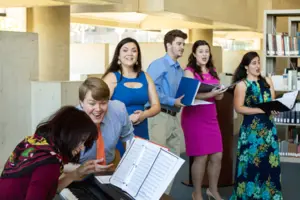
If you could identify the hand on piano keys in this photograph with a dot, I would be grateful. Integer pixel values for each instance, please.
(89, 167)
(66, 194)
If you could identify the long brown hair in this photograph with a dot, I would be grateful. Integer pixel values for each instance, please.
(192, 62)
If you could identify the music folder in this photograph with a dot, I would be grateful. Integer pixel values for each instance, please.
(146, 170)
(189, 87)
(285, 103)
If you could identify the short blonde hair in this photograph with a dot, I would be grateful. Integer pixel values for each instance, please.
(99, 89)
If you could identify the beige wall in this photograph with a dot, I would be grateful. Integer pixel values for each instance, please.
(243, 13)
(51, 96)
(18, 65)
(53, 27)
(88, 58)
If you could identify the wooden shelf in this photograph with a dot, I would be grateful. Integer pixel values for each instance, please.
(286, 124)
(283, 13)
(289, 159)
(283, 56)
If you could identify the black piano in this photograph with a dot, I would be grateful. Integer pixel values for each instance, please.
(91, 189)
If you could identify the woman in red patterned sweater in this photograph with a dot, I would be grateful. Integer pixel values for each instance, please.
(34, 167)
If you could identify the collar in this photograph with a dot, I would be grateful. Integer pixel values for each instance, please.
(171, 62)
(105, 118)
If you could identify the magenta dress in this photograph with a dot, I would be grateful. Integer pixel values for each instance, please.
(200, 125)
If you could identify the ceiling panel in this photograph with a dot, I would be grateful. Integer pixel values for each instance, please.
(32, 3)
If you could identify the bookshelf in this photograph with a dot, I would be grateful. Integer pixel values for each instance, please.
(284, 46)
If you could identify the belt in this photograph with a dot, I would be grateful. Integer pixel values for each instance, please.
(170, 112)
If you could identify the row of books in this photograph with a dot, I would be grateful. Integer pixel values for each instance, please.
(287, 148)
(289, 117)
(281, 44)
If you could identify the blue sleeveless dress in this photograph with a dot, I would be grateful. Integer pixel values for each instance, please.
(134, 99)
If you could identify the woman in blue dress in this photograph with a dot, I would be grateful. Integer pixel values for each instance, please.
(258, 165)
(129, 84)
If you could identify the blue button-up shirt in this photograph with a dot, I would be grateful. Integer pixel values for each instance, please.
(115, 125)
(166, 74)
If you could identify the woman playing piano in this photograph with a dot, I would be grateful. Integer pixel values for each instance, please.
(34, 167)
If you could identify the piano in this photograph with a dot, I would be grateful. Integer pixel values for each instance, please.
(91, 189)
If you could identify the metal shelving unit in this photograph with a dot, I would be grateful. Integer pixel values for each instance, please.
(269, 61)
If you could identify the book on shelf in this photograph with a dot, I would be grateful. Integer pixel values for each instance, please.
(289, 117)
(146, 170)
(281, 44)
(282, 104)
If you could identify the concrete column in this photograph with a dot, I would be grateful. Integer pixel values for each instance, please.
(53, 27)
(201, 34)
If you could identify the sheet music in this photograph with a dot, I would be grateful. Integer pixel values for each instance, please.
(288, 99)
(161, 174)
(103, 179)
(142, 169)
(199, 102)
(124, 169)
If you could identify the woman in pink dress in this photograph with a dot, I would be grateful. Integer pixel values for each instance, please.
(202, 134)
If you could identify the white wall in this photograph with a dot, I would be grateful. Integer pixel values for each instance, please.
(18, 65)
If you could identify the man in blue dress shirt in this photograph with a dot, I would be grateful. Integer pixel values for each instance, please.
(166, 73)
(112, 117)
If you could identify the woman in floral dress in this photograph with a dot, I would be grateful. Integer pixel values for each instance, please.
(258, 164)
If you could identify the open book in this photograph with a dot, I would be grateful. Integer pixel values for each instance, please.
(146, 170)
(209, 87)
(285, 103)
(189, 87)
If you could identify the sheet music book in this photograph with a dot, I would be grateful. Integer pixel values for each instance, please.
(285, 103)
(146, 170)
(209, 87)
(189, 87)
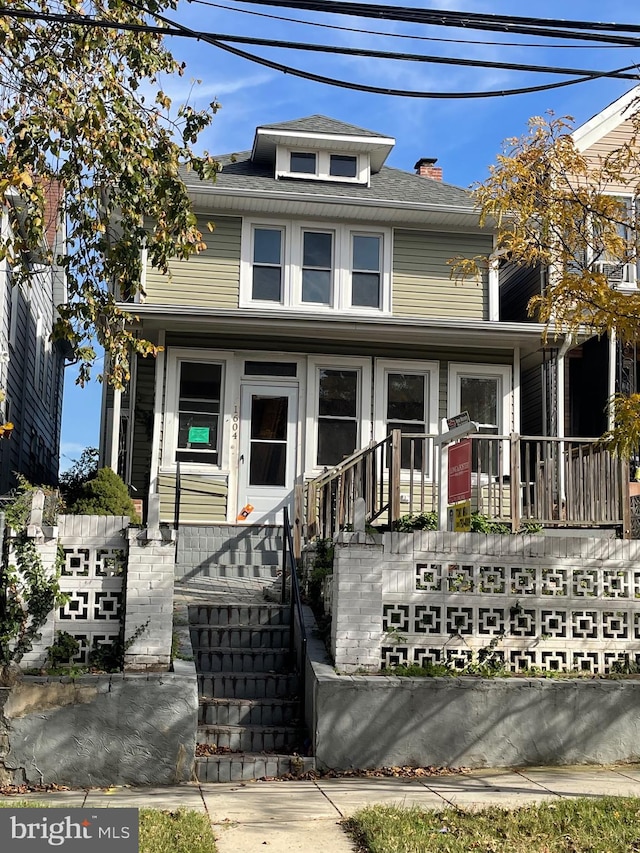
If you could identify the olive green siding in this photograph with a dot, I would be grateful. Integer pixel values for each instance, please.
(202, 498)
(422, 284)
(208, 280)
(142, 434)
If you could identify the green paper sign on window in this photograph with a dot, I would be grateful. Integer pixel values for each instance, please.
(199, 435)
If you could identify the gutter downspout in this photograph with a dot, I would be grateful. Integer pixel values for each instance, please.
(567, 344)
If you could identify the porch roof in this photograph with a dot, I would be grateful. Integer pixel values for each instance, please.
(401, 331)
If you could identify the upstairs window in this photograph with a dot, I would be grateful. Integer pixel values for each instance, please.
(267, 265)
(343, 166)
(303, 162)
(366, 270)
(305, 265)
(323, 165)
(317, 267)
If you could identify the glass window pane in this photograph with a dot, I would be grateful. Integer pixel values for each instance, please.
(405, 397)
(200, 380)
(303, 162)
(479, 397)
(197, 431)
(336, 439)
(267, 284)
(267, 246)
(343, 166)
(268, 464)
(270, 368)
(269, 418)
(317, 249)
(338, 393)
(365, 289)
(210, 458)
(316, 286)
(366, 253)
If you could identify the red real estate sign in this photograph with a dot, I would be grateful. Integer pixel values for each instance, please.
(460, 471)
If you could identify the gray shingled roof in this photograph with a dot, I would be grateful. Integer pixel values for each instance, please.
(239, 172)
(321, 124)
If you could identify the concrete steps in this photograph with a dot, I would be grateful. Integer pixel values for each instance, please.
(249, 707)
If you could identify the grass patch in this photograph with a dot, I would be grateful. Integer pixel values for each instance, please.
(182, 831)
(602, 825)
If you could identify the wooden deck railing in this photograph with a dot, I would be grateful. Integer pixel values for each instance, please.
(556, 482)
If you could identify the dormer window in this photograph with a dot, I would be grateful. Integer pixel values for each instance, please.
(303, 162)
(322, 165)
(343, 166)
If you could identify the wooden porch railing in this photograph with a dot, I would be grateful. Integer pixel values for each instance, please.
(555, 482)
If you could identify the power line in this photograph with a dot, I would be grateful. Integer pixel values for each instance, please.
(411, 36)
(360, 87)
(464, 20)
(177, 30)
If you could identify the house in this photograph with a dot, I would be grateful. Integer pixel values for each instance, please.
(321, 315)
(31, 365)
(568, 394)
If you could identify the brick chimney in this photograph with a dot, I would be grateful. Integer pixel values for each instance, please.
(426, 168)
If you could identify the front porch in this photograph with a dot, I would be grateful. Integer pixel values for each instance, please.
(517, 480)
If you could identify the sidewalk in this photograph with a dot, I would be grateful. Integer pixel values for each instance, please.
(304, 816)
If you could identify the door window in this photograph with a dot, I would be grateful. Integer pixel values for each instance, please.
(268, 453)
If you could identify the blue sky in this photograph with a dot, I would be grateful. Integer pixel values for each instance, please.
(465, 135)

========================================================================

• **The task**
Copy out the whole listing exactly, and don't carry over any pictures.

• **In response**
If you could identify the hand on piano keys in this photograph with a dot, I would be grateful. Integer pixel values for each instance, please.
(89, 167)
(66, 194)
If you could identify the long brown hair in this photograph with a dot, I would be grateful. Integer pixel values for each instance, please.
(192, 62)
If you could identify the music folder in this photograph with a dot, I would be grateful. Integer pixel values for each instance, please.
(146, 170)
(189, 87)
(285, 103)
If you could identify the short blonde hair in this photograph with a dot, I would be grateful. Integer pixel values for each instance, please.
(99, 89)
If you could identify the beige wall in this photograph with a dot, I would be grateful. Integer pixel values for each instance, please.
(243, 13)
(51, 96)
(18, 65)
(53, 27)
(88, 58)
If you could identify the wooden shelf in this photograph with a dot, I would be grateful. Integer pixel values for each instance, please.
(286, 124)
(283, 13)
(289, 159)
(283, 56)
If you could identify the black piano in this photograph with a dot, I would be grateful. Integer pixel values for each instance, please.
(91, 189)
If you could identify the woman in red patterned sweater in this photograph with a dot, I would be grateful. Integer pixel values for each instance, please.
(34, 167)
If you could identify the collar in this photograph with a dot, I would be grateful. Integer pixel values for each instance, please.
(171, 62)
(105, 118)
If you could identify the magenta dress in this photograph with a dot, I would be grateful. Integer pixel values for each instance, please.
(200, 125)
If you could identify the ceiling panel in this photograph with a dot, I would be grateful. Integer pixel values for each instance, please.
(32, 3)
If you could identify the bookshelf in this photograph with a dot, I would be grateful. Integer pixel values for each instance, please.
(284, 46)
If you could identify the belt in this photograph with a dot, I would be grateful. Integer pixel values for each instance, please.
(170, 112)
If you could identify the row of books in this photograph with a dot, I would be grateful. Integer pixel values for each instance, please.
(287, 148)
(289, 117)
(281, 44)
If you could identify the blue sleeveless dress in this photograph with a dot, I would be grateful. Integer pixel values for each instance, please.
(134, 99)
If you could identify the woman in blue dress in this photograph with a dot, I would be grateful. Integer pixel values for each instance, please.
(258, 165)
(129, 84)
If you could identify the blue button-up shirt in this photograph with a dot, I would be grateful. Integer pixel values for each instance, please.
(115, 125)
(166, 74)
If you could identify the woman playing piano in this photograph with a dot, I would be grateful. Integer pixel values for each instance, please.
(34, 167)
If you could identify the piano in this photograph with a dot, I would be grateful. Integer pixel values for each instance, please.
(91, 189)
If you could identify the metal shelving unit in this photograph with a dot, I would be grateful. Integer pixel values for each instance, please.
(269, 61)
If you could identify the book on shelf in this photograph with a dot, I would be grateful. Integer pixel values for each instance, please.
(289, 117)
(146, 170)
(281, 44)
(282, 104)
If you could identify the concrete column in this photograph with a dot, I would be grateful. Integer pixel values for each instance, please.
(53, 27)
(201, 34)
If you could identify the sheet music in this photograph with a dot, I would be grateful. Integer pixel values for each instance, please.
(288, 99)
(161, 174)
(103, 179)
(142, 169)
(199, 102)
(124, 169)
If you could identify the woman in pink dress in this photograph with a dot, I would be grateful. Integer pixel values for each instance, please.
(202, 134)
If you could identify the white wall in this photograph with a dot, I would be grateful. Integer pixel values for each instance, please.
(18, 65)
If you could identify the man in blue dress shirt in this photograph with a dot, I would be grateful. Integer pixel values for each instance, please.
(166, 73)
(112, 117)
If you could identify the woman in floral dress in this photograph with a dot, I would be grateful. Integer pixel values for each instance, please.
(258, 164)
If you could identify the open book in this photograph with a dot, I would be grateful. Integer pixel values for each instance, please.
(146, 170)
(209, 87)
(285, 103)
(189, 87)
If you could identify the sheet music book in this photograph with a dot, I would be grateful. Integer pixel values for each instance, please.
(285, 103)
(146, 170)
(209, 87)
(189, 87)
If you could identify the olive green siding in this photograph with a dot, I would be grateful. Integer pixel values for each instance, please.
(202, 498)
(422, 284)
(208, 280)
(142, 434)
If you could identify the green paper sign on window in this photograph with a dot, I would be grateful. Integer pixel values for each instance, please.
(199, 435)
If you could identify the gutter downspout in this photograph with a dot, I would be grateful. Integer pixel values for each instance, please.
(567, 344)
If you could identify the porch roof in this photograph with a dot, I would be grateful. Integer pixel values for each instance, please.
(401, 331)
If you could identify the upstairs window in this photograph with a dot, I would be grateful. Integer pixel values for each instance, please.
(267, 265)
(343, 166)
(303, 162)
(366, 270)
(305, 265)
(323, 165)
(317, 267)
If you could identify the glass window pane in this photograph with a dot, I would be grateful. Integer pixel values for each instance, please.
(405, 397)
(200, 380)
(303, 162)
(479, 397)
(197, 431)
(336, 439)
(267, 284)
(267, 246)
(343, 166)
(268, 464)
(270, 368)
(269, 418)
(317, 249)
(338, 393)
(365, 289)
(210, 458)
(316, 286)
(366, 253)
If you could identify the red real estate sign in this photograph with a dot, I would be grateful. Integer pixel values for each instance, please.
(460, 471)
If you could identify the gray shingled roof in this photograph with a dot, I would be grateful. Integer pixel values for each instance, please.
(239, 172)
(321, 124)
If you could identify the concrete steps in this photograph with a dot, I would be grateful. Integer pixel values for each instance, please.
(249, 707)
If you could identify the grass patch in this photograph with a dot, I would be grateful. Integer pixel values for each instance, please.
(182, 831)
(602, 825)
If you could identify the wooden deck railing in this photograph with a dot, I would be grateful. Integer pixel values for each instance, please.
(556, 482)
If you could identify the dormer window in this photograph with a dot, I would be grateful. Integer pixel values for each instance, please.
(303, 162)
(322, 165)
(343, 166)
If you could identify the wooden porch railing in this photograph with a dot, I would be grateful. Integer pixel values for each instance, please.
(555, 482)
If you could identify the power line in this photograph with a dot, I would be grateful. Integer pixel values for each instance, please.
(411, 36)
(360, 87)
(464, 20)
(177, 30)
If you could identify the house in this photograph with a dot, I would be grateful. Integer pixel values for each instance, please.
(321, 315)
(31, 365)
(568, 394)
If you could identify the brick chimney in this photograph with a dot, I would be grateful. Integer pixel values for each instance, please.
(426, 168)
If you could identify the front porch in this photograph with a dot, I would be grateful. Integer pixel values for each instance, please.
(517, 480)
If you could identify the sidewalk in this photograph with a dot, I would be grateful. Integer pixel values for each instance, please.
(304, 816)
If you could identify the door window in this photograph with a dot, I would be grateful. Integer pixel values for each instance, please.
(268, 453)
If you could identify the blue sky in this photograph with a dot, I would be grateful. Integer pixel values for each instance, please.
(465, 135)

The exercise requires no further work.